16.              As leis municipais impugnadas obrigam à Administração Pública à realização de concursos públicos aos domingos, tendo a segunda delas, pelo que se infere do processo legislativo (fl. 48), explicitado que essa opção normativa tem o propósito de garantir a participação a maior quantidade de concorrentes e de pessoas que guardam o sábado por convicção religiosa (adventistas).

17.               Viola o princípio da separação de poderes constante do art. 5º da Constituição do Estado – que reproduz o art. 2º da Constituição da República – a disciplina, por lei de iniciativa parlamentar, de matéria atinente à organização e ao funcionamento das entidades e dos órgãos da Administração Pública e que é da reserva da Administração, círculo de atribuições consistente na emissão de atos normativos pelo Chefe do Poder Executivo em assuntos de sua competência sem intromissão do Poder Legislativo, e que encontra suporte no art. 47, II, XIV e XIX, a, da Constituição Estadual, que reproduz o disposto no art. 84, II e VI, a, da Constituição Federal, aplicável aos Municípios por força do art. 144 da Constituição Estadual.

18.              Com efeito, é do domínio exclusivo do Chefe do Poder Executivo, a quem cabe a direção e a gestão da Administração Pública e de seus atos ordinários, a escolha segundo critérios de conveniência e de oportunidade do interesse público afinados às normas constitucionais centrais ou radiais das datas propícias para exames, provas e fases de concurso público destinados ao recrutamento de servidores públicos.

19.              Acrescento que a norma ainda vulnera o princípio da eficiência, contido no art. 111 da Constituição do Estado que reproduz o art. 37 da Constituição da República, por restringir a Administração Pública na realização de atividade que deve balizar-se pela otimização de meios e resultados, bem como por introduzir preferências subjetivas pessoais que não são sedimentadas em critérios razoáveis ou proporcionais, como já exposto.

20.              Por isso, compromete a impessoalidade, a razoabilidade, a proporcionalidade e a igualdade também referidas nesses parâmetros.

Dados apresentados »
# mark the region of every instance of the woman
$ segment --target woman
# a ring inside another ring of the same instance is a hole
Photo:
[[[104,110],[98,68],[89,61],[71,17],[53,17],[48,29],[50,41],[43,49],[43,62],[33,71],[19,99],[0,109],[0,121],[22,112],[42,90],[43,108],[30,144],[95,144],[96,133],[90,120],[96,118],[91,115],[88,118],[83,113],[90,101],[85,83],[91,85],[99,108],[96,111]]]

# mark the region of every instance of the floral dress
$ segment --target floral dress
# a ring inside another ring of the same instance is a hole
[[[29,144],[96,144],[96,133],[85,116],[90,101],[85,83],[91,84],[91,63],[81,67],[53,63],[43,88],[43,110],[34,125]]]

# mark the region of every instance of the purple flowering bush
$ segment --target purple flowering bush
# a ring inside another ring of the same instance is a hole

Requisitos do exercício »
1 – Responda com base no trecho sobre concursos públicos aos domingos:
(a) No item 16, quem são as pessoas que guardam o sábado por convicção religiosa?
(b) No item 17, em qual artigo da Constituição do Estado consta o princípio da separação de poderes?
(c) No item 19, em qual artigo da Constituição do Estado está contido o princípio da eficiência?
2 – Duplique a parte do trecho sobre concursos públicos aos domingos entre "16.              As leis" e "convicção religiosa (adventistas).", inclusive.
3 – Complete a parte seguinte do trecho sobre concursos públicos aos domingos, começando logo após a última frase apresentada.

Resultados em ordem »
1 –
(a) Os adventistas.
(b) No art. 5º.
(c) No art. 111.

2 –
16.              As leis municipais impugnadas obrigam à Administração Pública à realização de concursos públicos aos domingos, tendo a segunda delas, pelo que se infere do processo legislativo (fl. 48), explicitado que essa opção normativa tem o propósito de garantir a participação a maior quantidade de concorrentes e de pessoas que guardam o sábado por convicção religiosa (adventistas).

3 –
21.              A reserva de data específica dentre os dias da semana para a realização de concurso público – no caso, o domingo - se é medida que facilita o acesso de integrantes de religiões sabáticas (adventistas, judeus), em contrapartida cria obstáculos a outros, de diferentes credos de guarda dominical, podendo até resvalar para comportamentos antirrepublicanos vedados pelo art. 19, I, da Constituição Federal e, mormente, para contraste aos valores caros ao Estado Democrático de Direito como a laicidade estatal e a diversidade religiosa (art. 5º, VI a VIII, Constituição Federal), aplicáveis na órbita dos Municípios por força da remissão aos preceitos da Constituição Federal no art. 144 da Constituição Estadual.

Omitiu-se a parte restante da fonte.